All the lines below should appear again unchanged, though their pictures should not.

◆ ◆ ◆ ◆ ◆

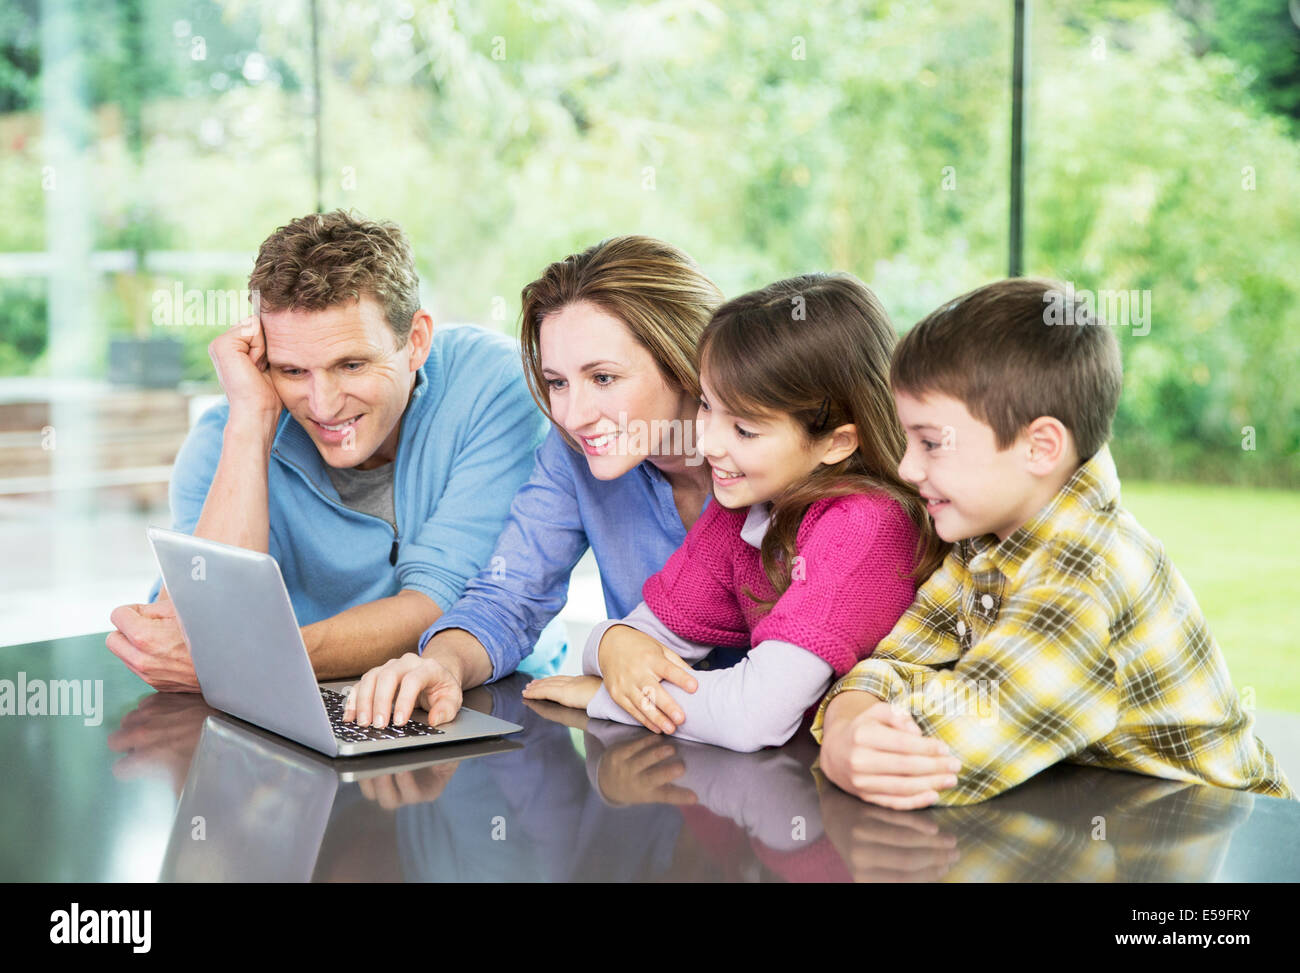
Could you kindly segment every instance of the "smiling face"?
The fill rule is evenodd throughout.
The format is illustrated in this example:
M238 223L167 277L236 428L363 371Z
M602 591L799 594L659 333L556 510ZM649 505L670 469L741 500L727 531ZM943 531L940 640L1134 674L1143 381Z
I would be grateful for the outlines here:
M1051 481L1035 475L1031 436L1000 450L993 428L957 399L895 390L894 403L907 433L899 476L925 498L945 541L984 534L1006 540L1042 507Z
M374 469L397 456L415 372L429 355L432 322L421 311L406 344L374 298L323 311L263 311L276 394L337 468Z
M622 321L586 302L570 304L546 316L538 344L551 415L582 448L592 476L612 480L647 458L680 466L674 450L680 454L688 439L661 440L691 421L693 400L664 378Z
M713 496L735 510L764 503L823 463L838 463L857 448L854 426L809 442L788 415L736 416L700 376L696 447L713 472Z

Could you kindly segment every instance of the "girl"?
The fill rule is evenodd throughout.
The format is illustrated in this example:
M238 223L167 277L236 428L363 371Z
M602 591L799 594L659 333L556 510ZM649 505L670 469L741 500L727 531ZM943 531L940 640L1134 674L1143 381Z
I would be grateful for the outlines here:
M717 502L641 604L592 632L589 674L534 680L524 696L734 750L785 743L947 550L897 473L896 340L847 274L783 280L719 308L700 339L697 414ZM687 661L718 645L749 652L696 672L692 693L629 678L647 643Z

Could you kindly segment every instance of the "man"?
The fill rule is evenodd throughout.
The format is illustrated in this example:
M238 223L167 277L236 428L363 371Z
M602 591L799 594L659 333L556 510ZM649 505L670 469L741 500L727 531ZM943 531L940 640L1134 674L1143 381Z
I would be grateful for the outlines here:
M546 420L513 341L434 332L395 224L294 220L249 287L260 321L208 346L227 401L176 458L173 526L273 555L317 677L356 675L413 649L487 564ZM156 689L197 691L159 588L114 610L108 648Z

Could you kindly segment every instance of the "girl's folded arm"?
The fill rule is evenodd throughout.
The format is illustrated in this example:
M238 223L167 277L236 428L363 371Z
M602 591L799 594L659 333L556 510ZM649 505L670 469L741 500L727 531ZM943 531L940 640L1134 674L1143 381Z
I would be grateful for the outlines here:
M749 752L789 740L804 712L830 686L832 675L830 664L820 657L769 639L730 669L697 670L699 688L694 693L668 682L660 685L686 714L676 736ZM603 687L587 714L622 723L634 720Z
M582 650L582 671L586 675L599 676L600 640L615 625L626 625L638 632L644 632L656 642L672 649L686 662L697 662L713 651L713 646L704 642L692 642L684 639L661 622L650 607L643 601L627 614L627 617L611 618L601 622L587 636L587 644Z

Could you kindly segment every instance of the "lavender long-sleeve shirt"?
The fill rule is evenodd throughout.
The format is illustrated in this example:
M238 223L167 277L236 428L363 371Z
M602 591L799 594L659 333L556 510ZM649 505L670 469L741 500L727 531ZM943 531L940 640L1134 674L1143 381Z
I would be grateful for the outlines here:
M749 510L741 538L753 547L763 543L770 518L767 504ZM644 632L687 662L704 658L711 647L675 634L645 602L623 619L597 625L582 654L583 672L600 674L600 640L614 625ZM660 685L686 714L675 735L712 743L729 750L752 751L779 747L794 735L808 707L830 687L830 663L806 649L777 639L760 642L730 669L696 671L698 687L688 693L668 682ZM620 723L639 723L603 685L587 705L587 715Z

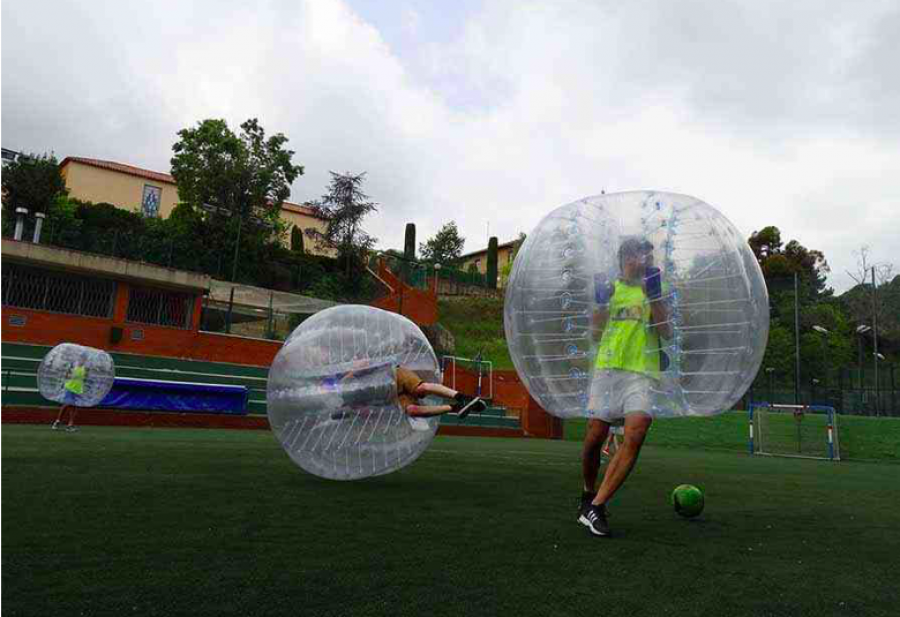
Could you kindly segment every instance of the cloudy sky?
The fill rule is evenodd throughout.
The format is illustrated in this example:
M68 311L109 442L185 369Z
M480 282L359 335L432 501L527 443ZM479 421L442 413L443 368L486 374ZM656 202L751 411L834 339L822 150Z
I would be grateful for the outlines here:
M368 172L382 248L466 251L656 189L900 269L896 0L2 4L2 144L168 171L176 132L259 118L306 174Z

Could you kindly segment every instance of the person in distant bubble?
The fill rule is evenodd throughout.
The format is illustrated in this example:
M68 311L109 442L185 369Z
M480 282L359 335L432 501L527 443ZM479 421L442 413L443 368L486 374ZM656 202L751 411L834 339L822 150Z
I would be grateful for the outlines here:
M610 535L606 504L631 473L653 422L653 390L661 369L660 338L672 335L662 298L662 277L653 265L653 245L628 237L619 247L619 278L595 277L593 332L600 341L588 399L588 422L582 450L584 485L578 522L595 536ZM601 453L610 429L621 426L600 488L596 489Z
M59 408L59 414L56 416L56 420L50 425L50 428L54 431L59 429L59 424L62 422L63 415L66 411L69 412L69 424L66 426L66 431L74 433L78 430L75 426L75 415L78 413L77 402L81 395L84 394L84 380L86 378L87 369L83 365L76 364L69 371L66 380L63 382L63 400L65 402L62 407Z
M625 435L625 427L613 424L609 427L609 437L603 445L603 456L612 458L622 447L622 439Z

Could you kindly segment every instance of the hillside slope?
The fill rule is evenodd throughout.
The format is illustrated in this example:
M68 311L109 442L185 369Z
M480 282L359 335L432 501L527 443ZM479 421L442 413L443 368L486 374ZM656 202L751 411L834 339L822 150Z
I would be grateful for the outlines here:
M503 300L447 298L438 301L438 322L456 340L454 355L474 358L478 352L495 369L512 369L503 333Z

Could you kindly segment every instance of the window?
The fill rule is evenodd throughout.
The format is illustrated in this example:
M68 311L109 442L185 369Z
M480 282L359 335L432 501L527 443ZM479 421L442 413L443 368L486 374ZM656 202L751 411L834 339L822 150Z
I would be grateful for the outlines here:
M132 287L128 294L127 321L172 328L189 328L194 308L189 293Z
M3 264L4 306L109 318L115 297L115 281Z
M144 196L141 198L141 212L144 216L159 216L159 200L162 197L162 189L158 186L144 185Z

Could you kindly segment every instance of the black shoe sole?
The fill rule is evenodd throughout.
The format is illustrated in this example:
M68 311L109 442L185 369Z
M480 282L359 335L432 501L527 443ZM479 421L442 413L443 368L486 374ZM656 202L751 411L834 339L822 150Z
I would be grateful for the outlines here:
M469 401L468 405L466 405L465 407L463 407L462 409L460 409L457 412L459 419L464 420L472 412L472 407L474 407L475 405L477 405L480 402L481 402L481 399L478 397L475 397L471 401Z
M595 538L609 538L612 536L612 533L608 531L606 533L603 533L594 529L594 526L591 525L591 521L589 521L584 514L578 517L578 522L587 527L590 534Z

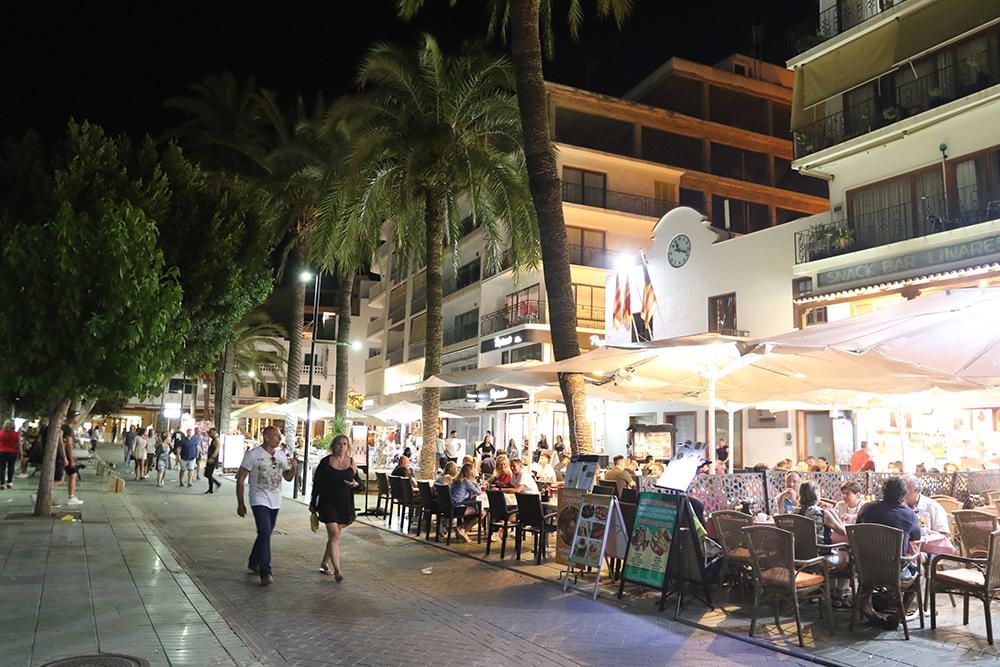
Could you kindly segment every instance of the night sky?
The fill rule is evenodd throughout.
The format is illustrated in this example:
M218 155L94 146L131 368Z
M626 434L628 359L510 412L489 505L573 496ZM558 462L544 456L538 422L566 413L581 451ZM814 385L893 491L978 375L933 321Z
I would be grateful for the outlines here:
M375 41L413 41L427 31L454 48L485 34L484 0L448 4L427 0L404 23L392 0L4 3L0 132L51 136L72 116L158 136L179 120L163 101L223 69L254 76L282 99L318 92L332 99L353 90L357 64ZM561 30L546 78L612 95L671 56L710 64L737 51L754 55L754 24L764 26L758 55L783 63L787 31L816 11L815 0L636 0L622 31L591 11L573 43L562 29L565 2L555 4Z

◆ ◆ ◆ ◆ ◆

> [WRITTEN RESPONSE]:
Could you kindly segment every instance of the "smiling face"?
The fill rule is evenodd throughout.
The format is illustrated in this example:
M238 223L167 277L236 428L363 371Z
M602 591L799 594L659 333L556 510ZM649 505L670 469L741 500L727 531ZM943 531L940 640L1134 674L1143 381Z
I would be grateful for the outlines here:
M1051 481L1035 475L1031 436L1000 450L993 428L957 399L895 390L894 403L907 433L899 476L925 498L945 541L984 534L1006 540L1042 507Z
M374 469L397 456L415 372L429 355L432 322L421 311L406 344L374 298L323 311L263 311L276 394L337 468Z
M622 321L586 302L570 304L546 316L538 344L551 415L582 448L592 476L612 480L647 458L680 466L674 450L680 454L688 439L661 440L691 421L693 400L664 378Z
M713 496L735 510L764 503L823 463L838 463L857 448L854 426L809 442L788 415L736 416L700 376L696 447L713 472Z

Could you kindly segment every instance of the "girl"?
The fill rule is evenodd throughout.
The format is illustrated in this example:
M238 223L167 277L236 428L363 371Z
M602 591L799 594L659 333L556 510ZM649 505L670 469L741 500L727 531ZM943 531L940 640L1134 674L1143 381Z
I would be grateful for the outlines here:
M717 502L641 604L592 632L589 674L534 680L524 696L734 750L785 743L947 550L897 473L896 340L847 274L783 280L719 308L700 339L697 414ZM687 661L718 645L749 652L696 672L692 693L629 678L647 643Z

Could you kindly segment every instance of the "man"?
The fill rule is evenodd throughout.
The format is illustrated in this example:
M238 223L167 277L236 428L363 371Z
M602 591L799 594L659 333L556 510ZM649 505L670 469L741 500L727 531ZM943 531L940 640L1134 674L1143 381Z
I would be grateful for the outlines here:
M546 420L513 341L434 332L395 224L294 220L249 287L260 321L208 346L227 401L176 458L173 526L273 555L317 677L356 675L413 649L487 564ZM156 689L197 691L159 588L114 610L108 648Z

Could you kindly segment every instance of the "girl's folded arm"?
The fill rule is evenodd throughout.
The format is illustrated in this example:
M238 223L167 277L236 428L363 371Z
M602 591L799 594L659 333L556 510ZM649 505L670 469L741 500L727 531ZM943 531L940 640L1134 674L1143 381Z
I would be grateful for the outlines here:
M749 752L789 740L804 712L830 686L832 675L830 664L820 657L769 639L730 669L697 670L699 688L694 693L668 682L660 685L686 714L676 736ZM603 687L587 714L622 723L634 720Z
M582 650L582 671L586 675L599 676L600 640L615 625L626 625L638 632L644 632L656 642L672 649L686 662L697 662L713 651L713 646L704 642L692 642L684 639L661 622L650 607L643 601L627 614L627 617L611 618L601 622L587 636L587 644Z

Could you kindly segment every instance of the "lavender long-sleeve shirt"?
The fill rule is evenodd throughout.
The format is illustrated in this example:
M238 223L167 277L236 428L363 371Z
M602 591L799 594L659 333L556 510ZM649 505L670 469L741 500L727 531ZM943 531L940 640L1134 674L1143 381Z
I would be grateful for the outlines here:
M749 510L741 538L753 547L763 543L770 518L767 504ZM644 632L687 662L704 658L711 647L675 634L645 602L623 619L597 625L582 654L583 672L600 674L600 640L614 625ZM660 685L686 714L675 735L712 743L729 750L752 751L779 747L794 735L808 707L830 687L830 663L806 649L777 639L760 642L730 669L696 671L698 687L688 693L668 682ZM620 723L639 723L603 685L587 705L587 715Z

Could you kindly segment every instance of the cloudy sky?
The fill rule is evenodd throughout.
The format is illustrated in this example:
M68 311L109 442L185 369Z
M480 282L359 335L432 501L527 443ZM479 421L442 413L443 368L486 374ZM656 202L751 411L834 339L822 150Z
I would be grateful for the outlines here:
M368 172L382 248L466 251L656 189L900 269L896 0L2 4L2 144L168 171L176 132L259 118L306 174Z

Could you kindly segment every instance of the person in distant bubble?
The fill rule is evenodd throughout.
The format is illustrated in this example:
M68 311L109 442L185 369Z
M480 282L359 335L432 501L527 443ZM479 421L442 413L443 368L486 374ZM656 202L751 411L834 339L822 150Z
I would be grateful for the outlines here:
M610 535L606 504L631 473L653 422L653 390L661 369L660 338L672 335L662 298L662 277L653 265L653 245L628 237L619 247L619 278L595 277L593 332L600 341L588 399L588 422L582 450L584 485L578 522L595 536ZM601 453L610 429L621 426L600 488L596 489Z
M59 408L59 414L56 416L56 420L50 425L50 428L54 431L59 429L59 424L62 422L63 415L66 411L69 412L69 424L66 426L66 431L74 433L78 430L75 426L75 415L78 413L77 402L81 395L84 394L84 380L86 378L87 369L83 365L76 364L69 371L66 380L63 382L63 400L65 402L62 407Z
M625 435L625 427L613 424L609 427L609 437L603 445L603 456L612 458L622 447L622 439Z

Could you kindly segment every instance of the hillside slope?
The fill rule is evenodd throughout.
The format is illustrated in this example:
M68 311L109 442L185 369Z
M480 282L359 335L432 501L527 443ZM479 421L442 413L443 368L486 374ZM656 202L751 411L834 339L822 150Z
I would be grateful for the outlines here:
M503 300L447 298L438 301L438 322L456 340L454 355L474 358L478 352L495 369L512 369L503 333Z

Could you kindly segment every instance of the window?
The fill rule is evenodd throughout.
The format is illustrated in this example:
M68 311L109 442L185 369Z
M480 282L359 335L432 501L527 443ZM479 421L442 413L443 368L486 374ZM656 202L751 411L834 339L822 150Z
I would be grateful for the outlines here:
M132 287L128 294L127 321L172 328L189 328L194 308L189 293Z
M3 264L4 306L109 318L115 297L115 281Z
M144 196L141 198L141 212L144 216L159 216L159 200L162 197L162 189L158 186L144 185Z

Could you kindly segment every instance of the black shoe sole?
The fill rule is evenodd throughout.
The format is illustrated in this example:
M68 311L109 442L185 369Z
M480 282L359 335L432 501L527 443ZM479 421L442 413L443 368L486 374ZM656 202L751 411L834 339L822 150Z
I would be grateful for the outlines here:
M469 401L468 405L466 405L465 407L463 407L462 409L460 409L457 412L459 419L464 420L472 412L472 407L474 407L475 405L477 405L480 402L481 402L481 399L478 397L475 397L471 401Z
M595 538L609 538L612 536L612 533L608 531L606 533L603 533L594 529L594 526L591 525L591 521L589 521L584 514L578 517L578 522L587 527L590 534Z

Could you kindly segment every instance of the night sky?
The fill rule is evenodd throughout.
The format is illustrated in this example:
M218 155L94 146L131 368Z
M626 434L628 359L510 412L489 505L573 496ZM558 462L544 456L538 422L566 413L581 451ZM814 385L893 491L978 375L933 321Z
I would be grateful for the outlines here:
M375 41L413 41L427 31L454 48L485 34L484 0L448 4L427 0L404 23L392 0L4 3L0 132L51 136L72 116L158 136L179 120L163 101L223 69L254 76L282 99L318 92L332 99L353 90L357 64ZM561 30L546 78L612 95L671 56L710 64L737 51L754 55L754 24L764 26L758 55L783 63L787 31L816 11L815 0L636 0L622 31L591 11L573 43L562 29L565 2L555 4Z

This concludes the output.